» **VORLIEGENDER TEXTAUSZUG**:
Die Meistersinger von Nürnberg, eine Komödie von Hans Sachs, Poet im Nürnberg der Biedermeierzeit, eine Komödie, erträumt, in Verse gefasst und inszeniert vom Selbigen, mit ihm selber in der Hauptrolle, dies ist die Grundkonzeption von Stefan Herheims Inszenierung. Nur konsequent  ist es in diesem Zusammenhang, dass der Literat Hans Sachs Literatur träumt und seine Welt aus Literatur besteht. So verweisen die Meister in ihrem Gehabe wohl auf E.TA. Hoffmanns Serapionsbrüder, Eva mit ihrer Goldkrönchen Frisur und ihrem Biedermeier Kleidchen auf eine ewig jung gebliebene Droste-Hülshoff, der dichtende und singende Stolzing, der ständig mit seinem ‚Spadi‘ herumfuchtelt, ist wohl einem romantischen Künstlerroman entlaufen.

Überdeutlich wird das Spiel mit den literarischen Referenzen auf  die populäre Literatur des 19. Jahrhunderts im Finale des zweiten Aufzugs. Die Gewaltorgie, die mittelmäßige Theatermacher gern als veritable Prügelszene ‚realistisch‘ darzustellen pflegen, wird bei Stefan Herheim zum großen Märchentheater mit Frau Holle, Schneewittchen und den sieben Zwergen, dem Froschkönig und der spröden Prinzessin, mit Hänsel und Gretel und der Hexe. Zu den Märchenfiguren der Gebrüder Grimm scharen sich noch E.T.A. Hoffmanns Nussknacker und Mausekönig und noch viele andere. Kein Wunder, dass bei der Fülle der Märchenfiguren  Jungfer Magdalene auf ihrem Balkon sich als Rapunzel geriert und Eva und Stolzing sich ins Kasperletheater flüchten. Das Finale im zweiten Akt eine große Märchenbalgerei. Alles ist nur ein Traum – ein Albtraum für den Nachtwächter, der, als auch noch der Regisseur des Ganzen, Hans Sachs, mit der Nachtmütze auf dem Kopf auftaucht, zu Tode erschrocken in Ohnmacht sinkt.

Schade nur, dass im dritten Akt in der vermaledeiten Festwiesenszene dem Träumer und Dichter Hans Sachs und seiner Muse Stefan Herheim ein wenig die Puste ausgeht und sie das Politische und ‚Reale‘, das der alte Wagner seiner Komödie aufgepfropft hat, einholt. Doch finden sie eine relativ elegante, wenn auch nicht sonderlich originelle, doch alle Male effektvolle Lösung. Das Nürnberger Bühnenpublikum ignoriert einfach Sachsens Rede auf die deutsche Kunst, geht einfach nach Hause und räumt die Kulissen beiseite. Stolzing und seine Eva hatten sich schon längst davon gemacht.

» **AUFGABENSTELLUNG**:
**1.** Beantworten Sie anhand der Besprechung der Meistersinger-Inszenierung folgende Fragen:
(a) Wer verfasst, inszeniert und spielt laut Grundkonzeption die Komödie in der Hauptrolle?
(b) Als welche Märchenfigur gibt sich Jungfer Magdalene auf ihrem Balkon?
(c) Wie reagiert das Nürnberger Bühnenpublikum auf Sachsens Rede auf die deutsche Kunst?
**2.** Führen Sie die Besprechung der Meistersinger-Inszenierung im selben Stil über ihren letzten Satz hinaus fort.

» **DATENABSCHNITT**:
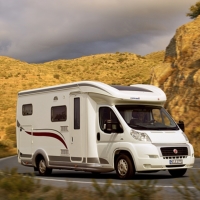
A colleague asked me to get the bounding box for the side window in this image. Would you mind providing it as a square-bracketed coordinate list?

» **ERWARTETE LÖSUNGEN**:
**1.**
(a) Hans Sachs, Poet im Nürnberg der Biedermeierzeit.
(b) Als Rapunzel.
(c) Es ignoriert die Rede, geht nach Hause und räumt die Kulissen beiseite.

**2.**
Und doch bleiben die Salzburger Meistersinger auch  im Finale in aller Heiterkeit eine ‚Komödie für Musik, ein „Morgentraum“ des Poeten Sachs. Der Vorhang fällt. Hans Sachs steht wieder im Nachthemd und der Nachtmütze auf dem Kopf auf der Vorderbühne. Und wen trifft er dort? Beckmesser im Nachthemd  und mit der Nachtmütze auf dem Kopf. Für beide war alles nur ein Traum. Und im Traum, da ist alles möglich, ist alles wahrscheinlich. Ja, die ganze Literatur, so wissen wir es von Borges, ist doch nichts anderes als ein Traum, ein wohl organisierter Traum, ein „sueño deliberado“. Aber das wusste ja auch schon Hans Sachs: „All‘ Dichtkunst  und Poeterei ist nichts als Wahrtraumdeuterei“.

Es war ein teures, ein sehr teures Vergnügen. Doch es hat sich gelohnt. In Salzburg – und in einer Übernahme bald auch in Paris – ist eine ungewöhnlich schöne Meistersinger Produktion zu sehen und zu hören mit einem  alle anderen Mitwirkenden überragenden Michael Volle als Hans Sachs. Ein großer Sänger und Komödiant, der zu Recht stürmisch gefeiert wurde.

Wir sahen die Aufführung am 9. August. Die Premiere war am 2. August 2013.